***** Data shown *****

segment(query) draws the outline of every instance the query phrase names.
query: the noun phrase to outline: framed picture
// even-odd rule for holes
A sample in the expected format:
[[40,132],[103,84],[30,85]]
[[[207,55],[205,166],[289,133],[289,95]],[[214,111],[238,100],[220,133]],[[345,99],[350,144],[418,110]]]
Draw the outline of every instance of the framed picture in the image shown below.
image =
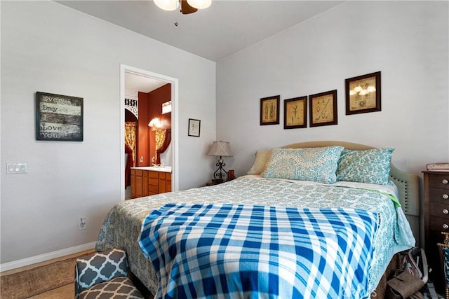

*****

Rewrite the entries above, changing "framed picture" to "wall mirror" and leaving everything else as it is. Omit the pictures from your answer.

Correct response:
segment(query) draws the outline of every instance the query phrase names.
query: the noun phrase to outline: wall mirror
// even-odd rule for holes
A sample in the expected format:
[[40,132],[103,84],[30,85]]
[[[207,55],[205,166],[289,133],[289,95]],[[214,111],[238,100],[220,133]],[[345,99],[350,144],[418,110]]]
Draw the outline of every instance of the wall mirror in the image shown below.
image =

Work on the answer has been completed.